What is being asked: Write out the lines below once more, exactly as they appear. Do not include pictures.
::: Data :::
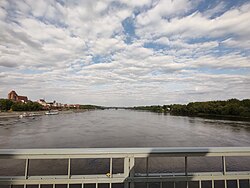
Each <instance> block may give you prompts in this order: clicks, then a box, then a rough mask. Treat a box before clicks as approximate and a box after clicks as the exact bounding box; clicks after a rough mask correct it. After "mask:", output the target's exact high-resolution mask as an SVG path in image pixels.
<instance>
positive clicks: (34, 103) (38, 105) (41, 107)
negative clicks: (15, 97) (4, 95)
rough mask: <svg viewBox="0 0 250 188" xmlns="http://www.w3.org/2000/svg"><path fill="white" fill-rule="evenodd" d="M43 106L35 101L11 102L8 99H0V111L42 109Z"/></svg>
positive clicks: (11, 101) (10, 101)
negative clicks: (26, 102) (26, 101)
mask: <svg viewBox="0 0 250 188" xmlns="http://www.w3.org/2000/svg"><path fill="white" fill-rule="evenodd" d="M42 108H43V106H42V105H40V104H39V103H37V102H32V101H29V102H27V103H22V102H13V101H12V100H9V99H0V111H9V110H13V111H38V110H42Z"/></svg>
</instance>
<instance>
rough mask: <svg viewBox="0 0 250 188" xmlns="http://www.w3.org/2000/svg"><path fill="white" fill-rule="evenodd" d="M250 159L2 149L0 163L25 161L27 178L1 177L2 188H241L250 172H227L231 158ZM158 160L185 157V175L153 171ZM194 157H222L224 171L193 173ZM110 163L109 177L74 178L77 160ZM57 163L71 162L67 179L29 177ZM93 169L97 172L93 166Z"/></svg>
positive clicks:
:::
Task response:
Each <instance> block may give you prompts in this order: clicks, then a box, then a rough mask. Treat a box before clicks as approximate and a box after clicks as the exact bounding box; clicks after a rough mask correct it. After "mask:", output the target's exact high-resolution mask as an SVG path in image pixels.
<instance>
positive clicks: (34, 103) (38, 105) (41, 107)
negative clicks: (15, 97) (4, 95)
rough mask: <svg viewBox="0 0 250 188" xmlns="http://www.w3.org/2000/svg"><path fill="white" fill-rule="evenodd" d="M43 106L35 101L11 102L8 99H0V111L42 109Z"/></svg>
positive clicks: (11, 101) (10, 101)
negative clicks: (26, 102) (26, 101)
mask: <svg viewBox="0 0 250 188" xmlns="http://www.w3.org/2000/svg"><path fill="white" fill-rule="evenodd" d="M42 108H43V106H42V105H40V104H39V103H37V102H32V101H29V102H27V103H22V102H13V101H12V100H9V99H0V111H9V110H13V111H38V110H42Z"/></svg>
</instance>
<instance>
rough mask: <svg viewBox="0 0 250 188" xmlns="http://www.w3.org/2000/svg"><path fill="white" fill-rule="evenodd" d="M250 159L2 149L0 163L25 161L27 178L1 177L2 188H241L250 172H227L231 158ZM158 160L185 157V175L153 171ZM194 157H222L224 171L193 173ZM110 163L109 177L74 178L77 160ZM57 163L71 162L67 179L29 177ZM93 169L97 172L93 166Z"/></svg>
positive clicks:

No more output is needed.